* Begin THE RECORDS *
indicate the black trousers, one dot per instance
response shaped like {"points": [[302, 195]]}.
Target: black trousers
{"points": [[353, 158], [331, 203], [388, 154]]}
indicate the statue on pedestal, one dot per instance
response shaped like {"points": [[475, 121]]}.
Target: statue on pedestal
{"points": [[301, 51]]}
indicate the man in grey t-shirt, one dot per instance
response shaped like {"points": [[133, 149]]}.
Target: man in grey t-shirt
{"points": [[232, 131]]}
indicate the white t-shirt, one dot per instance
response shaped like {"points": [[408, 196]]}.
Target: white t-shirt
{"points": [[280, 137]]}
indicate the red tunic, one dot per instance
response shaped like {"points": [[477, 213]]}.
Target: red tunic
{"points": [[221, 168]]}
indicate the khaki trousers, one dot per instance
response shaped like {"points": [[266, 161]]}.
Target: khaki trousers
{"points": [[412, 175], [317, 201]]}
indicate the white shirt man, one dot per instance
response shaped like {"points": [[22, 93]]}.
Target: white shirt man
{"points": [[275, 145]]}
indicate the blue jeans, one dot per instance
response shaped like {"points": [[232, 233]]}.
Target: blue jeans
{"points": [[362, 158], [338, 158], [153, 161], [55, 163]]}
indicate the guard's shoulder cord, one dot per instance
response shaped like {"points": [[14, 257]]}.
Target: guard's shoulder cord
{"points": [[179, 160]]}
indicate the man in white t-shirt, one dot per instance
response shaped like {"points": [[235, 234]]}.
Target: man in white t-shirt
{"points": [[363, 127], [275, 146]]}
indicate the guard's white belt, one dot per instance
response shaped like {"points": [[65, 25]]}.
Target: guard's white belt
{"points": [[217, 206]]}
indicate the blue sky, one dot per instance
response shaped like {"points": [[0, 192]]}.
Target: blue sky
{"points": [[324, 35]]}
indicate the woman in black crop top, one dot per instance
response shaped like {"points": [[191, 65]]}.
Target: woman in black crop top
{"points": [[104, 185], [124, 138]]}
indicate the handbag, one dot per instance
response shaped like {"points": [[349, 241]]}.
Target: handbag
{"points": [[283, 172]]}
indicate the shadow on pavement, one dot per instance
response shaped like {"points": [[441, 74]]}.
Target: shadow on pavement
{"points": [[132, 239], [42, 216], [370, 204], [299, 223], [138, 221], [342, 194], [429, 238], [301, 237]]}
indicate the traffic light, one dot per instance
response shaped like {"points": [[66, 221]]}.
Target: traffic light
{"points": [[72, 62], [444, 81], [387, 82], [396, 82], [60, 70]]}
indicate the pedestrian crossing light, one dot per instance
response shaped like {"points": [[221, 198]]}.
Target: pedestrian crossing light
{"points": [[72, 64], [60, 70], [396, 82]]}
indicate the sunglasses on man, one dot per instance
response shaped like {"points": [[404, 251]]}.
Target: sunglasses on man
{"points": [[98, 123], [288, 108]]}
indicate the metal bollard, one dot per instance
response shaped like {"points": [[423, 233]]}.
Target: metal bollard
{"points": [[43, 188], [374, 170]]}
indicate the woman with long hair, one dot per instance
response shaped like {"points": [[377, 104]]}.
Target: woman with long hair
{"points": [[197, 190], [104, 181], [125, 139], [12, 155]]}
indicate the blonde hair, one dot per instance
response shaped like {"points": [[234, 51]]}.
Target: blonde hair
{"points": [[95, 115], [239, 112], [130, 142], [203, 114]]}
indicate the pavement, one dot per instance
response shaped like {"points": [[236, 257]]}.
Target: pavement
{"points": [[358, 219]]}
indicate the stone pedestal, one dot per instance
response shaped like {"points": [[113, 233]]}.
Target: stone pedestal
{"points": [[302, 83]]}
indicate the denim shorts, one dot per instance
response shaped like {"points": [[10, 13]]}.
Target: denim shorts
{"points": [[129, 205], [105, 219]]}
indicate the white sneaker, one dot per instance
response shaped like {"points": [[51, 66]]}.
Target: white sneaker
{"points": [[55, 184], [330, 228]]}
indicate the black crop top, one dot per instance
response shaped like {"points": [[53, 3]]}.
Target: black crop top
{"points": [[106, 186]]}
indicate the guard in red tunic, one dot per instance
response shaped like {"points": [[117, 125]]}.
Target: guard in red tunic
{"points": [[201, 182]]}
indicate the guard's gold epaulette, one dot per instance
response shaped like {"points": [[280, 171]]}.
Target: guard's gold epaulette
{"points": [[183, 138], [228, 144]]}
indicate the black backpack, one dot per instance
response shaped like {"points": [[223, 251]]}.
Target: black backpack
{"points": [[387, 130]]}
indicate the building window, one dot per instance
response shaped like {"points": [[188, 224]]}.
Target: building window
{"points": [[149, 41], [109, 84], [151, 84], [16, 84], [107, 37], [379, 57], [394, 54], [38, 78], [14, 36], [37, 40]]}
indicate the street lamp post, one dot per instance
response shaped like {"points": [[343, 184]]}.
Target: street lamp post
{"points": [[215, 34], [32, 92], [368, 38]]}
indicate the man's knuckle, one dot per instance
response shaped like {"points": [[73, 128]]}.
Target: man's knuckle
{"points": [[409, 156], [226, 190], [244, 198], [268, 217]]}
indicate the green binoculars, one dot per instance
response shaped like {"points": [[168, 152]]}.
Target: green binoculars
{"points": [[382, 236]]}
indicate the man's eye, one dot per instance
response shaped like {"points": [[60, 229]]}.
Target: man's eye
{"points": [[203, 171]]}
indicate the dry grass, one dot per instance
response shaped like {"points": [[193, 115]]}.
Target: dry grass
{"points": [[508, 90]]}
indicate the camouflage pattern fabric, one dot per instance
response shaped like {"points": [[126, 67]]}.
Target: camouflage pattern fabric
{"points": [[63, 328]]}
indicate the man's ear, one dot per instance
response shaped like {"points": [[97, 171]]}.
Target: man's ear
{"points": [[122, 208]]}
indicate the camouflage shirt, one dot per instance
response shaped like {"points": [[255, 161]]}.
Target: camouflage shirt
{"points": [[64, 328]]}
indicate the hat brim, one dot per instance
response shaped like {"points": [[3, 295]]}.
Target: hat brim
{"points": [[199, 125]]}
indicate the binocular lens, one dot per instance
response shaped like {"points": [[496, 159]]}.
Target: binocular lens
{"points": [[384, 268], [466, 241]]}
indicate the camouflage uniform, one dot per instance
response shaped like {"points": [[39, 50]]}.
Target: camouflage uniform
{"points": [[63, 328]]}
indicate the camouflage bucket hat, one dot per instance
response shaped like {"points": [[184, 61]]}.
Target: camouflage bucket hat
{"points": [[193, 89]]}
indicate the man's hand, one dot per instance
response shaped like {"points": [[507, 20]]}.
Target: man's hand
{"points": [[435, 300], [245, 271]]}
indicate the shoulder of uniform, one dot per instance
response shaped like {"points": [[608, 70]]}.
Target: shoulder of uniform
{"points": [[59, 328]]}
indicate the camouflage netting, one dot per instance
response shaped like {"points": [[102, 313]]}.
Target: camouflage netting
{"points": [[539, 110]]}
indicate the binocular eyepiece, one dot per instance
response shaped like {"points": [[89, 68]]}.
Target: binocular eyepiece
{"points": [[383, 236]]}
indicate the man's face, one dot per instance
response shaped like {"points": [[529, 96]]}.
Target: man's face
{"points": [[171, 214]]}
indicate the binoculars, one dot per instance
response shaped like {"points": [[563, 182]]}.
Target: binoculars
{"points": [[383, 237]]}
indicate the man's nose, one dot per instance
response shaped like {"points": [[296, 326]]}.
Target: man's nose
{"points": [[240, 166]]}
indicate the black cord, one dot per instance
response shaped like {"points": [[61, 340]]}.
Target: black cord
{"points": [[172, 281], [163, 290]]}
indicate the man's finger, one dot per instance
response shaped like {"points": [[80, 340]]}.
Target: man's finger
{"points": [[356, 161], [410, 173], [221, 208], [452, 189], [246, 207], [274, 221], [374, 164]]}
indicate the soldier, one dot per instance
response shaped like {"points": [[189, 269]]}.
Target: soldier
* End THE RECORDS *
Copy only the stretch running from the line containing "indicate the man's nose, one dot per instance" to the final line of the entries, both ends included, exactly as it stands.

indicate the man's nose, one dot per instance
response shaped like {"points": [[296, 326]]}.
Target: man's nose
{"points": [[240, 166]]}
indicate the black cord, one dot per instance
response shaped like {"points": [[61, 340]]}.
Target: black cord
{"points": [[172, 281], [163, 290]]}
indicate the man's finger, one dot per instance
response shaped like {"points": [[80, 340]]}.
Target: man's finger
{"points": [[356, 161], [410, 173], [221, 208], [452, 189], [246, 207], [274, 221], [374, 164]]}
indicate the soldier, one dot per instance
response shaped like {"points": [[189, 269]]}.
Target: soldier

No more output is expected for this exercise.